▼

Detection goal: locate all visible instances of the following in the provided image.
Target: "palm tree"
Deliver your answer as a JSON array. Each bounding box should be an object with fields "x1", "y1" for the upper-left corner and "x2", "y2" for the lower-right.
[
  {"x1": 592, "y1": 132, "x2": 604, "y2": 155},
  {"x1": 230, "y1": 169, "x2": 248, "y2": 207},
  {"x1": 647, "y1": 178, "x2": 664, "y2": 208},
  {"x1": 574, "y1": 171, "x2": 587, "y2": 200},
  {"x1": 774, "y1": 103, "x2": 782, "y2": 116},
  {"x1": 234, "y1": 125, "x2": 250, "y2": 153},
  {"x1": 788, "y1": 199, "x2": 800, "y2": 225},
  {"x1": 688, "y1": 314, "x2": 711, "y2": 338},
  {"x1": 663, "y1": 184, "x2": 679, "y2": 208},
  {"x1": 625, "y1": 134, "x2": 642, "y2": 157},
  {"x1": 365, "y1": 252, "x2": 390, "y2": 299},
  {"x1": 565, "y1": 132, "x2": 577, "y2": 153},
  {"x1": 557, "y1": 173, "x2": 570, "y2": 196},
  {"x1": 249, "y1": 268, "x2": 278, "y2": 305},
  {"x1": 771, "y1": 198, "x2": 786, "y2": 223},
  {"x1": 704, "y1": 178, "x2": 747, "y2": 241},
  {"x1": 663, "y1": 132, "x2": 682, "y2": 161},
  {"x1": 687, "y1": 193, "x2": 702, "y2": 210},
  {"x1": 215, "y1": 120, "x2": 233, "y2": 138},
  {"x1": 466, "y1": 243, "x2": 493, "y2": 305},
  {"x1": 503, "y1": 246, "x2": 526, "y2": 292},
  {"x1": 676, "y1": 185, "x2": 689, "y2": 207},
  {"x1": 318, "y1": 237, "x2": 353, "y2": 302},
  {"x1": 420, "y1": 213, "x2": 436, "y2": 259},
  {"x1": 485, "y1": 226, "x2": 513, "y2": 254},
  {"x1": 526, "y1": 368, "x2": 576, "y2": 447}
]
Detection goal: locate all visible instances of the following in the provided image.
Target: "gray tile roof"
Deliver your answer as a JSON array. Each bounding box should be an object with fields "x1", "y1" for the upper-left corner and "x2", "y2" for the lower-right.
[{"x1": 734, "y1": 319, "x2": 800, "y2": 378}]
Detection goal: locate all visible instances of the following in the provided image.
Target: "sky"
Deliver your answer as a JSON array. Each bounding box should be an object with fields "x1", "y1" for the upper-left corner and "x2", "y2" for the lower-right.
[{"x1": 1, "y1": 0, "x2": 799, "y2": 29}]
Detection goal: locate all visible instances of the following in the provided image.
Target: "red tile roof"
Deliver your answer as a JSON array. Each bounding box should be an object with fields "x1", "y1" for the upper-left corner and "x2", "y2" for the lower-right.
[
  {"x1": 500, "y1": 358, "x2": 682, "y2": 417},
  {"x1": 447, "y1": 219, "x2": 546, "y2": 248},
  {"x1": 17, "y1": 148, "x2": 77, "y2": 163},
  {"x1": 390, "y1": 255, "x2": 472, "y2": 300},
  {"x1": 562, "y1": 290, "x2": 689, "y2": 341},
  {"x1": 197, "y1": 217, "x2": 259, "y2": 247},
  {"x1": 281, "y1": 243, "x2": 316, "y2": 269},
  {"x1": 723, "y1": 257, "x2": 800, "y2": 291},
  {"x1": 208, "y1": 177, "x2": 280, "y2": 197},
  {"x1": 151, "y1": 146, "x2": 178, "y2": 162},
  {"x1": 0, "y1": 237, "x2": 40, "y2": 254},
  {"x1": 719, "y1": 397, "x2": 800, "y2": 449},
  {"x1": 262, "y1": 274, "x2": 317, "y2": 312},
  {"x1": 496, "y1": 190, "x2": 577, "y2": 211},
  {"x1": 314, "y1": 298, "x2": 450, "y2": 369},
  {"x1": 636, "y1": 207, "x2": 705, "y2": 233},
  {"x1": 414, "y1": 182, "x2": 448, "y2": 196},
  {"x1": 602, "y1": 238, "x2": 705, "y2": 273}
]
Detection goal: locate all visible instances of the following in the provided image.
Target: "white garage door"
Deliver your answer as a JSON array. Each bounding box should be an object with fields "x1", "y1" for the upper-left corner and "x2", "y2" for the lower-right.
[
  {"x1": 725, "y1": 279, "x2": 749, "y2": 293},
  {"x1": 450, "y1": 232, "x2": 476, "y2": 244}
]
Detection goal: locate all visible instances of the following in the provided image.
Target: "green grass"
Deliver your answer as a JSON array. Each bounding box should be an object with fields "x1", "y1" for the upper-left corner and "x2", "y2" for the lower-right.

▲

Aim of the task: Every entry is to be repeated exactly as it stands.

Reply to the task:
Detection goal: locate all visible instances of the following in the provided image.
Target: "palm tree"
Deliver your answer as a JSON array. Each bounding box should be an object with fields "x1", "y1" for the upper-left corner and "x2", "y2" for the lower-right.
[
  {"x1": 592, "y1": 132, "x2": 604, "y2": 155},
  {"x1": 230, "y1": 169, "x2": 248, "y2": 207},
  {"x1": 647, "y1": 178, "x2": 664, "y2": 208},
  {"x1": 574, "y1": 171, "x2": 587, "y2": 200},
  {"x1": 774, "y1": 103, "x2": 782, "y2": 116},
  {"x1": 234, "y1": 125, "x2": 250, "y2": 153},
  {"x1": 788, "y1": 199, "x2": 800, "y2": 225},
  {"x1": 688, "y1": 314, "x2": 711, "y2": 338},
  {"x1": 663, "y1": 184, "x2": 679, "y2": 208},
  {"x1": 625, "y1": 134, "x2": 642, "y2": 157},
  {"x1": 365, "y1": 252, "x2": 390, "y2": 299},
  {"x1": 565, "y1": 132, "x2": 577, "y2": 153},
  {"x1": 557, "y1": 173, "x2": 570, "y2": 196},
  {"x1": 249, "y1": 268, "x2": 278, "y2": 305},
  {"x1": 771, "y1": 198, "x2": 786, "y2": 223},
  {"x1": 704, "y1": 178, "x2": 747, "y2": 241},
  {"x1": 663, "y1": 132, "x2": 682, "y2": 161},
  {"x1": 687, "y1": 193, "x2": 702, "y2": 210},
  {"x1": 215, "y1": 120, "x2": 233, "y2": 138},
  {"x1": 466, "y1": 243, "x2": 493, "y2": 305},
  {"x1": 503, "y1": 246, "x2": 526, "y2": 292},
  {"x1": 676, "y1": 185, "x2": 689, "y2": 207},
  {"x1": 318, "y1": 237, "x2": 353, "y2": 302},
  {"x1": 420, "y1": 213, "x2": 436, "y2": 259},
  {"x1": 485, "y1": 226, "x2": 513, "y2": 254},
  {"x1": 526, "y1": 368, "x2": 576, "y2": 447}
]
Detection goal: locate all visible instances of the following in the provided image.
Target: "gray tile roof"
Deliver your answer as a JSON array. Each bounding box should be an object with fields "x1", "y1" for the upper-left corner and "x2", "y2" for the lower-right.
[{"x1": 734, "y1": 319, "x2": 800, "y2": 378}]
Detection goal: locate all visible instances of the following in the provided image.
Target: "sky"
Deliver your answer as a JSON array. Each bounding box should be an object with fields "x1", "y1" for the upper-left corner and "x2", "y2" for the lower-right.
[{"x1": 1, "y1": 0, "x2": 799, "y2": 29}]
Detection goal: locate all visible instances of the following in the provided image.
Target: "red tile roof"
Deliver your answer as a JSON array. Each bounding box should be an object with fields "x1", "y1" for the upper-left corner and "x2", "y2" for the lower-right.
[
  {"x1": 500, "y1": 358, "x2": 682, "y2": 417},
  {"x1": 447, "y1": 219, "x2": 546, "y2": 248},
  {"x1": 17, "y1": 148, "x2": 77, "y2": 163},
  {"x1": 390, "y1": 255, "x2": 472, "y2": 300},
  {"x1": 562, "y1": 290, "x2": 689, "y2": 341},
  {"x1": 197, "y1": 217, "x2": 259, "y2": 247},
  {"x1": 281, "y1": 243, "x2": 316, "y2": 269},
  {"x1": 723, "y1": 257, "x2": 800, "y2": 291},
  {"x1": 208, "y1": 177, "x2": 280, "y2": 197},
  {"x1": 151, "y1": 146, "x2": 178, "y2": 162},
  {"x1": 0, "y1": 237, "x2": 40, "y2": 254},
  {"x1": 719, "y1": 397, "x2": 800, "y2": 449},
  {"x1": 262, "y1": 274, "x2": 317, "y2": 312},
  {"x1": 496, "y1": 190, "x2": 577, "y2": 211},
  {"x1": 314, "y1": 298, "x2": 450, "y2": 369},
  {"x1": 636, "y1": 207, "x2": 705, "y2": 233},
  {"x1": 414, "y1": 182, "x2": 448, "y2": 196},
  {"x1": 602, "y1": 238, "x2": 705, "y2": 273}
]
Detection goal: locate all visible instances of the following in the provided image.
Target: "white garage door"
Deliver your answer as a JSON array. Each bounding box should be an object with fields "x1", "y1" for the upper-left corner and "x2", "y2" for the lower-right.
[
  {"x1": 725, "y1": 279, "x2": 749, "y2": 293},
  {"x1": 450, "y1": 232, "x2": 476, "y2": 244}
]
Detection goal: locate all visible instances of the following in the provided image.
Target: "green grass"
Deliver your answer as a JSON array. Each bounding box should be an object with fields "x1", "y1" for the upper-left corner and "x2", "y2" for the lower-right.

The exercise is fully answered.